[nycbug-talk] Measuring Disk Performance
Charles Sprickman
spork at bway.net
Thu Dec 15 14:55:13 EST 2011
On Dec 15, 2011, at 9:13 AM, Isaac Levy wrote:
> On Dec 12, 2011, at 7:31 PM, Pete Wright wrote:
>
>> On Mon, Dec 12, 2011 at 11:57:41AM -0500, Isaac Levy wrote:
>>> Hi All,
>>>
>>> Disks: I need to measure disk performance across heterogeneous UNIX boxes, and I'm sick of bonnie++ for a bunch of reasons I won't' waste time on here.
>>>
>>> I know from conversations that a few folks here have their own ways of testing disks-
>>>
>>> I'd really like to know what people do to measure general disk performance? e.g. really simple tests:
>>>
>>> - r/w/d large files
>>> - r/w/d small files
>>> - disk performance when directories contain large numbers of files
>>>
>>> I commonly have need to test things like:
>>> - different block sizes
>>> - different inode allocations (UFS/ext3
>>> - different filesystem partition layouts
>>> - different filesystem features (think ZFS fun)
>>>
>>> Any thoughts, experiences, urls or shell utils to share?
>>>
>>
>> hey ike!

---*---

§ **Written exercise 1**:
According to the disk performance thread, why does Isaac Levy ask the list how people measure disk performance? Answer in one to three sentences.
§ **Written exercise 2**:
Please continue the disk performance thread, picking up right after Pete Wright's "hey ike!"
The entries that follow are separate material and are unrelated to the disk performance thread.

---*---

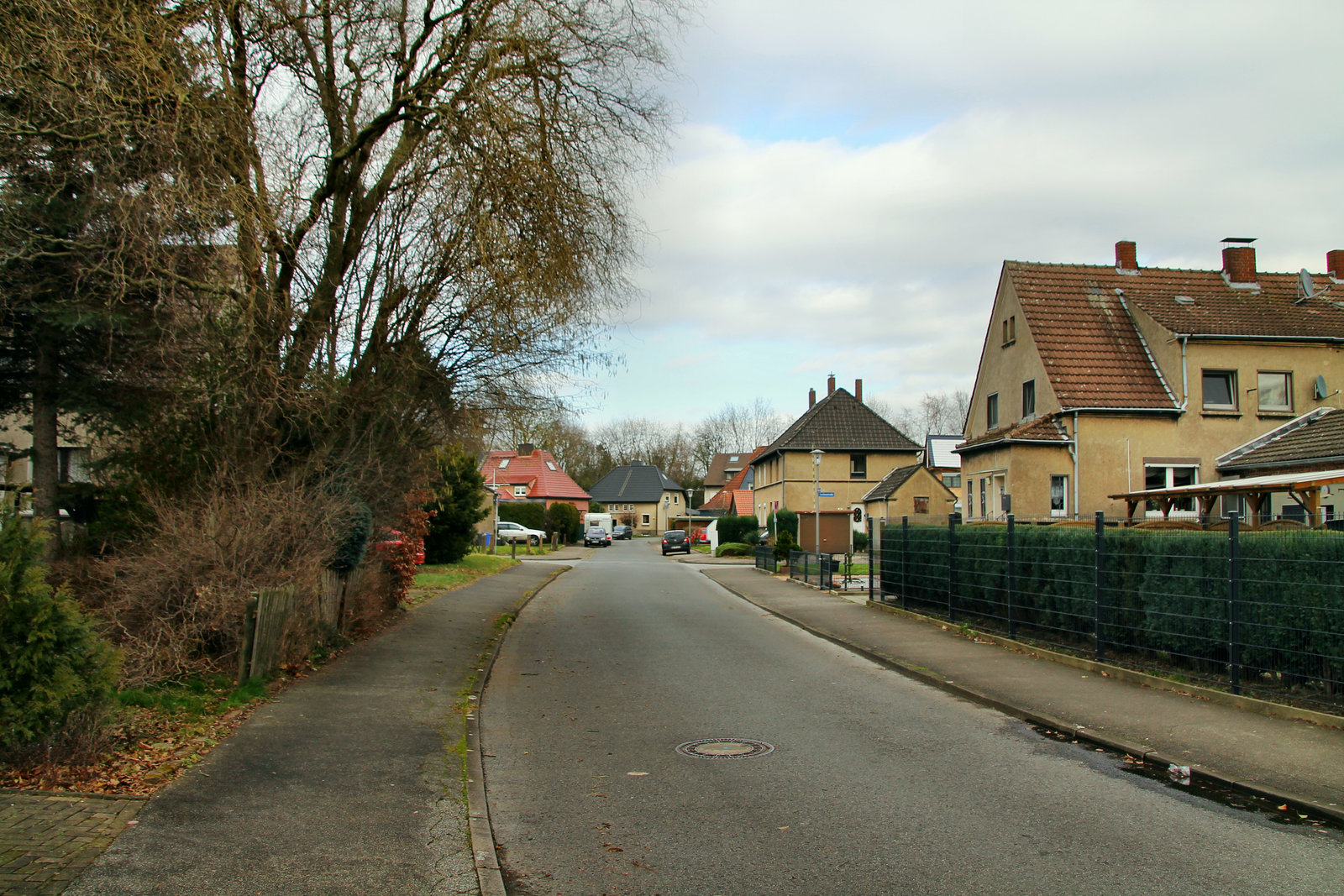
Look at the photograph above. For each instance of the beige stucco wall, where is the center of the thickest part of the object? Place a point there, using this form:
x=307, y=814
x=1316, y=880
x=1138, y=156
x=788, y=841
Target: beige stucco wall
x=788, y=479
x=1005, y=369
x=922, y=484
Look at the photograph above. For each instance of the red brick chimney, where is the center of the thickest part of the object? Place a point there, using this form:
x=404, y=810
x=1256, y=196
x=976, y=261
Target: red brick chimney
x=1240, y=261
x=1126, y=255
x=1335, y=264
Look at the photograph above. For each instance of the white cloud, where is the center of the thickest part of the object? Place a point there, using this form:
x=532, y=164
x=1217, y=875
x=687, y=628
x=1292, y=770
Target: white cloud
x=851, y=176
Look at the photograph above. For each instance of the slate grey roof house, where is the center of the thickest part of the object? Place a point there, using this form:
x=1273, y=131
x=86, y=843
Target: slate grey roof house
x=642, y=496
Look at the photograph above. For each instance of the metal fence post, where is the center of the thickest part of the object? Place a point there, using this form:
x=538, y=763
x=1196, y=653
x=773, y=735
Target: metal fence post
x=870, y=557
x=1100, y=584
x=1011, y=579
x=952, y=564
x=1234, y=593
x=905, y=553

---*---

§ **Expected output 1**:
He needs to measure disk performance across heterogeneous UNIX boxes and is tired of bonnie++. He also knows from conversations that a few people on the list have their own ways of testing disks.

§ **Expected output 2**:
>> there is actually a pretty decent chapter on measuring disk and
>> filesystem performance in "High Performance PostgreSQL 9.0".
>
> Is it this book:
> "PostgreSQL 9.0 High Performance"
> Author: Gregory Smith
> Publisher: Packt Publishing
It is. I just got that, haven't read the whole thing yet, but skimmed it and it is chock-full of good stuff. I'm just starting to come up with a benchmark methodology for getting hard numbers comparing a spinning disk postgres box vs. and all-SSD postgres box. That book (and the author, and lots of insanely great people on the postgresql-performance list) has steered me away from some boring and time-wasting benchmarks.
There are also a bunch of tools for postgres that help you test with your own data/workload:
http://wiki.postgresql.org/wiki/Statement_Playback
But yeah, even pgbench is going to give your disks a good workout.
I can't emphasize enough just how many hours you can lose if you start browsing the performance mailing list archives. Fascinating stuff in there.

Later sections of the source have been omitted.